[Image point grounding data]
----------
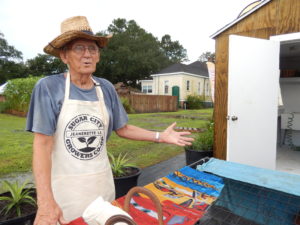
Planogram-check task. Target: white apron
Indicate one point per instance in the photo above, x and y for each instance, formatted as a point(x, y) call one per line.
point(80, 166)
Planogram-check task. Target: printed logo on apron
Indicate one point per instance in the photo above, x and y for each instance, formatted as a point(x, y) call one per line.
point(84, 136)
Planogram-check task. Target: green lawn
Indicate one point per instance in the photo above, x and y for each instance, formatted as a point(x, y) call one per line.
point(16, 144)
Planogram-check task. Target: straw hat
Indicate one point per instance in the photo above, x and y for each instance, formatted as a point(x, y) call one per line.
point(73, 28)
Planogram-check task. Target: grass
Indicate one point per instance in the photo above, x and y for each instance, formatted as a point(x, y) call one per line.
point(16, 144)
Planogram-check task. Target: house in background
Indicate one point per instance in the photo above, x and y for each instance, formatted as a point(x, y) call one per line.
point(180, 80)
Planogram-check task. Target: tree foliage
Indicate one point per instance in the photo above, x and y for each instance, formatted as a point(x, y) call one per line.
point(11, 65)
point(45, 64)
point(207, 57)
point(133, 54)
point(173, 49)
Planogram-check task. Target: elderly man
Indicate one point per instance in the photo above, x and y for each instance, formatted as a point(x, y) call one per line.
point(72, 115)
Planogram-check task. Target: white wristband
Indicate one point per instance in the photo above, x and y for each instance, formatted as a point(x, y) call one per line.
point(157, 135)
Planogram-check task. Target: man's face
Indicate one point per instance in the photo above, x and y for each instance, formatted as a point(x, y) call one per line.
point(82, 56)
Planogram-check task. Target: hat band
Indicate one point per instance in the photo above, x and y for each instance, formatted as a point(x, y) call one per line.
point(87, 32)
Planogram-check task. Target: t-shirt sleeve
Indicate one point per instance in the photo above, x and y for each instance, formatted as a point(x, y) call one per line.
point(42, 115)
point(119, 115)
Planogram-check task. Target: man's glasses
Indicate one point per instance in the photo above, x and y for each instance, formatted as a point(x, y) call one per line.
point(80, 49)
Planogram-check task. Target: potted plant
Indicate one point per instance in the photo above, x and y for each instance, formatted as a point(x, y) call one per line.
point(201, 147)
point(18, 204)
point(125, 174)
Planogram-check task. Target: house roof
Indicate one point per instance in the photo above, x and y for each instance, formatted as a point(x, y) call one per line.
point(196, 68)
point(242, 15)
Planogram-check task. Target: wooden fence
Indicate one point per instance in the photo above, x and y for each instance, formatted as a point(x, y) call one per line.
point(152, 103)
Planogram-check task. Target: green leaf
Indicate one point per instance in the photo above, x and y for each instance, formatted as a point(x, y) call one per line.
point(19, 194)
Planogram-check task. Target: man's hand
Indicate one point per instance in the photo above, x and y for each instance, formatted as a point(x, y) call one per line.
point(49, 213)
point(171, 136)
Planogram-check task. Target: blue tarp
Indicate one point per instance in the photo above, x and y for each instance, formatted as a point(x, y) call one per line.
point(281, 181)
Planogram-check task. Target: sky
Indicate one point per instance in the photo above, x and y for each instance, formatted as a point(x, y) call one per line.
point(29, 25)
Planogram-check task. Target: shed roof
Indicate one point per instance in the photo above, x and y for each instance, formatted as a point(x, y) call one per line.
point(241, 16)
point(197, 68)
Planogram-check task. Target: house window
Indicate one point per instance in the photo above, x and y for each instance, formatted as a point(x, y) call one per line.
point(166, 86)
point(187, 85)
point(147, 89)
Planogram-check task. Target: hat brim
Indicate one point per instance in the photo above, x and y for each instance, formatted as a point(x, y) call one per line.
point(54, 47)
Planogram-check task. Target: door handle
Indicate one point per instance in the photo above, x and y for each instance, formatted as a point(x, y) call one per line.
point(234, 118)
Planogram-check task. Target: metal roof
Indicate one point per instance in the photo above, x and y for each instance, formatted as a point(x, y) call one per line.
point(264, 2)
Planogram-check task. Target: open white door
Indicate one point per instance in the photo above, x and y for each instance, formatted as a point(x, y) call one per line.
point(253, 76)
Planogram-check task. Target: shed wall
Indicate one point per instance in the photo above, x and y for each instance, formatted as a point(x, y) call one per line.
point(275, 18)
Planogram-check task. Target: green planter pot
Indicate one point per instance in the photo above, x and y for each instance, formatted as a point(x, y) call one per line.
point(192, 156)
point(125, 183)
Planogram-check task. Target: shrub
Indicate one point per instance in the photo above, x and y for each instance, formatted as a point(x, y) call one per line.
point(18, 92)
point(126, 104)
point(195, 102)
point(19, 196)
point(119, 164)
point(204, 141)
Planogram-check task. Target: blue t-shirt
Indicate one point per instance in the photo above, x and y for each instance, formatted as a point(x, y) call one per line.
point(48, 96)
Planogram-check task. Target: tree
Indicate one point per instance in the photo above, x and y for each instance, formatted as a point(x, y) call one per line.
point(207, 56)
point(132, 54)
point(173, 49)
point(44, 64)
point(11, 64)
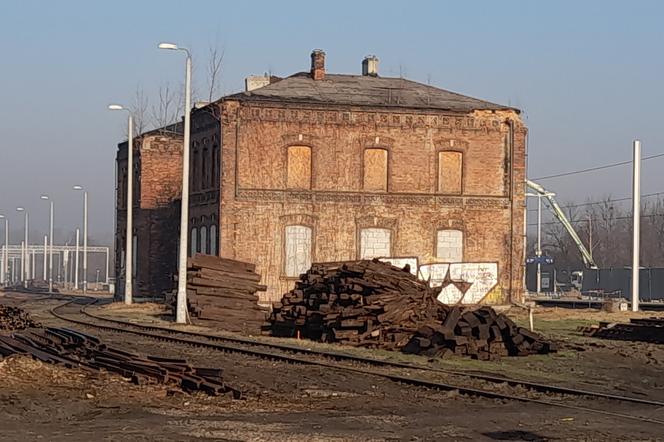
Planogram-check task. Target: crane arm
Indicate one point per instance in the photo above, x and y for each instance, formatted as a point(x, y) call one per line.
point(558, 213)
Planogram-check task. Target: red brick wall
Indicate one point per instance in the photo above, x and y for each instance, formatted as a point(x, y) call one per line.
point(256, 207)
point(158, 166)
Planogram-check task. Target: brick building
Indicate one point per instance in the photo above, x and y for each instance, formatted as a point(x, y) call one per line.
point(327, 167)
point(156, 193)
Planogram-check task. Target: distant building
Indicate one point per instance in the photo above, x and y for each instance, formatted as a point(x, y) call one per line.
point(328, 167)
point(157, 191)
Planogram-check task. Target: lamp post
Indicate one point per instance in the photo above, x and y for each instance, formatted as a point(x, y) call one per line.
point(129, 267)
point(50, 248)
point(5, 253)
point(24, 251)
point(181, 305)
point(85, 237)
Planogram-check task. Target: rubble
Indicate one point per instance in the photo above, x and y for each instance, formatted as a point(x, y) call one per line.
point(221, 293)
point(74, 349)
point(376, 305)
point(15, 318)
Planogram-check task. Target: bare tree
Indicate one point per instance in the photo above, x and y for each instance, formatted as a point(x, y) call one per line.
point(216, 57)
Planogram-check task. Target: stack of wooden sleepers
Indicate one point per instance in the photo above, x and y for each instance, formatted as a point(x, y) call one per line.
point(221, 293)
point(374, 304)
point(638, 329)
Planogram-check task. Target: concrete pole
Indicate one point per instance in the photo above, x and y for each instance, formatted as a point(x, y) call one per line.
point(539, 244)
point(78, 231)
point(50, 251)
point(636, 216)
point(107, 262)
point(129, 260)
point(45, 265)
point(181, 308)
point(85, 241)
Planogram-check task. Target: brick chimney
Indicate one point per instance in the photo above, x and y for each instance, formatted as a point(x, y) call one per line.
point(318, 64)
point(370, 66)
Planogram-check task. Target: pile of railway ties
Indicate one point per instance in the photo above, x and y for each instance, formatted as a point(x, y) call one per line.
point(376, 305)
point(74, 349)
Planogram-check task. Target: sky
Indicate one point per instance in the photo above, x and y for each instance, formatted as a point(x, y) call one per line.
point(587, 75)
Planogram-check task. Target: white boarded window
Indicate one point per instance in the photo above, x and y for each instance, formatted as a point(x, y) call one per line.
point(449, 245)
point(204, 249)
point(213, 240)
point(193, 241)
point(375, 243)
point(298, 250)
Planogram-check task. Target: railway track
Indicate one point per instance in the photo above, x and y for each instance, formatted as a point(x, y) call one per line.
point(367, 366)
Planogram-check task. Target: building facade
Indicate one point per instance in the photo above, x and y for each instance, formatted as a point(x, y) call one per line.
point(329, 167)
point(157, 188)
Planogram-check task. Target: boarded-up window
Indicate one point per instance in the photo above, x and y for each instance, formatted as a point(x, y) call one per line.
point(299, 167)
point(375, 170)
point(298, 250)
point(375, 243)
point(450, 166)
point(449, 246)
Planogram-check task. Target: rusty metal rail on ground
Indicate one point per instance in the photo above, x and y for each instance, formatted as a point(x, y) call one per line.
point(403, 379)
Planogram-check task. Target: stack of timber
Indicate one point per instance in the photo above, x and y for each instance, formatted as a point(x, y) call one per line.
point(221, 293)
point(639, 329)
point(376, 305)
point(15, 318)
point(74, 349)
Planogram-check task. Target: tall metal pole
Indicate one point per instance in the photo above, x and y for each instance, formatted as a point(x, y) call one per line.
point(85, 241)
point(181, 310)
point(636, 232)
point(25, 253)
point(78, 231)
point(129, 260)
point(539, 244)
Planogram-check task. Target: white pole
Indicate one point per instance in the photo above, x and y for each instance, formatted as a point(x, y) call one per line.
----------
About this exercise: Set down exactly the lines of the data above, beginning with the line that has "Planogram-check task. Target: distant" and ending with the line that has "Planogram-check task. Target: rubble", and no others.

Result of the task:
Planogram-check task. Target: distant building
Indicate one point per instance in the photo above, x and y for each instance, formatted as a point(x, y) call one per line.
point(328, 167)
point(157, 191)
Planogram-check task. Target: lamp post
Indicate one point per instance in the photo above, x and y for each instance, formatted as a point(x, y) call one per line.
point(129, 267)
point(50, 248)
point(5, 253)
point(24, 251)
point(181, 305)
point(85, 237)
Planogram-check task. Target: rubble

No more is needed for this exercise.